### Instructions for the task
Retype all of the data exactly as given.

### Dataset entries
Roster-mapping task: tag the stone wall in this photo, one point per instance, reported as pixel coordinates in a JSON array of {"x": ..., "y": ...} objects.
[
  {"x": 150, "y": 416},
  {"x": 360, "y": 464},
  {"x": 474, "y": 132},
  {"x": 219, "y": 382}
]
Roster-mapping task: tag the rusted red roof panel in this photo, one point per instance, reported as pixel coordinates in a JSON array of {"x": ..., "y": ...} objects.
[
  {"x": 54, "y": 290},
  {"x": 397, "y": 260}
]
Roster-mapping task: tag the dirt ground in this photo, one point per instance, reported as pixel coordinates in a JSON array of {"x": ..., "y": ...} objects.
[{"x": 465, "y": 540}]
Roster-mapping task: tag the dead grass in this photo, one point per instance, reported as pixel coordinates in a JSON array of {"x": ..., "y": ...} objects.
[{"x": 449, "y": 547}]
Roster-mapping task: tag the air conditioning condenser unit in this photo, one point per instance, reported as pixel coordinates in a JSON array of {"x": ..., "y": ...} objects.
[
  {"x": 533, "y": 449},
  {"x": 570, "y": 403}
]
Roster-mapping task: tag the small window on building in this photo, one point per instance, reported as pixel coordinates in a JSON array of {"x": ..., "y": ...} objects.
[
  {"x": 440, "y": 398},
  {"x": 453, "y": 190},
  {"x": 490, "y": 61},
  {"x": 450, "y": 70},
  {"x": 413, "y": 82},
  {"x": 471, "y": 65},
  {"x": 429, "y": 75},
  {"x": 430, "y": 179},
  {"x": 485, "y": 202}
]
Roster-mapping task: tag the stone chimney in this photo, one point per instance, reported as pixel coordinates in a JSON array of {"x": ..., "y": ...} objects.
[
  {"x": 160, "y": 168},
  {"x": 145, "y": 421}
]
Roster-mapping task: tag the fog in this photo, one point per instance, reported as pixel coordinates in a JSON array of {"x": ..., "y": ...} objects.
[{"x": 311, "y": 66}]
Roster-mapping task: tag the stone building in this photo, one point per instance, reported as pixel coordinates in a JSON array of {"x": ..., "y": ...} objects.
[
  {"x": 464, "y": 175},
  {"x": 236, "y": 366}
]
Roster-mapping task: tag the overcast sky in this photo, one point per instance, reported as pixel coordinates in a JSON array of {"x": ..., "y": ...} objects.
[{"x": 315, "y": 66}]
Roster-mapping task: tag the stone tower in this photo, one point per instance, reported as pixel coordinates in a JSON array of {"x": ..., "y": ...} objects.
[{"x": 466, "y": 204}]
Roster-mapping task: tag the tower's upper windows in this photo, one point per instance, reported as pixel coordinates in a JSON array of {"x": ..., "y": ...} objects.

### Solved problem
Roster-mapping task: tag the stone wall in this photo, one point per instance, reported as pixel coordinates in a JSON array of {"x": ..., "y": ...} objects.
[
  {"x": 150, "y": 416},
  {"x": 360, "y": 464},
  {"x": 474, "y": 132},
  {"x": 219, "y": 382}
]
Roster-mapping task: tag the rusted red roof panel in this photo, one point per instance, reported as pixel coordinates in a JSON array of {"x": ..., "y": ...} objects.
[
  {"x": 54, "y": 290},
  {"x": 397, "y": 260}
]
Roster-mapping task: tag the dirt ground in this photo, one point per instance, reported as pixel coordinates in a JSON array of {"x": ..., "y": ...} objects.
[{"x": 465, "y": 540}]
Roster-mapping task: tag the dead grass in this photo, one point per instance, reported as pixel coordinates in a JSON array of {"x": ..., "y": ...} objects.
[{"x": 449, "y": 547}]
Roster-mapping task: tag the air conditioning condenser unit in this photo, one point per instance, reported as pixel coordinates in a JSON array of {"x": ..., "y": ...} objects.
[
  {"x": 533, "y": 449},
  {"x": 570, "y": 403}
]
Roster-mapping task: tag the small window on building in this photo, one point per instance, reported as pixel coordinates in a JSON array of {"x": ..., "y": ...} objects.
[
  {"x": 440, "y": 398},
  {"x": 453, "y": 190},
  {"x": 490, "y": 61},
  {"x": 450, "y": 70},
  {"x": 413, "y": 82},
  {"x": 471, "y": 65},
  {"x": 429, "y": 75},
  {"x": 430, "y": 179},
  {"x": 485, "y": 202}
]
Roster-mapping task: tag the stone chimney in this photo, one point per instance, reported as pixel coordinates in a JSON array of {"x": ..., "y": ...} objects.
[
  {"x": 160, "y": 168},
  {"x": 145, "y": 421}
]
Roster-mapping task: tag the fog in this photo, one point per instance, reported as pixel coordinates in a JSON array of {"x": ..., "y": ...} objects.
[{"x": 311, "y": 66}]
Roster-mapping task: tag the stone building in this photo, one point per instance, reported as pixel coordinates in a JSON array of {"x": ..., "y": ...} objects.
[
  {"x": 464, "y": 175},
  {"x": 236, "y": 366}
]
Roster-mapping task: tag the overcast sky in this photo, one point per instance, reported as pixel coordinates in a JSON array of {"x": ..., "y": ...} objects.
[{"x": 315, "y": 66}]
Roster-mapping task: tag the stone tower in this photo, one point per instance, reported as pixel coordinates in a JSON array of {"x": ..., "y": ...} objects.
[{"x": 466, "y": 204}]
Roster-mapping task: tag the tower's upper windows in this photo, one point per instance, reported as pixel coordinates in a JSON array of {"x": ..., "y": ...} objects.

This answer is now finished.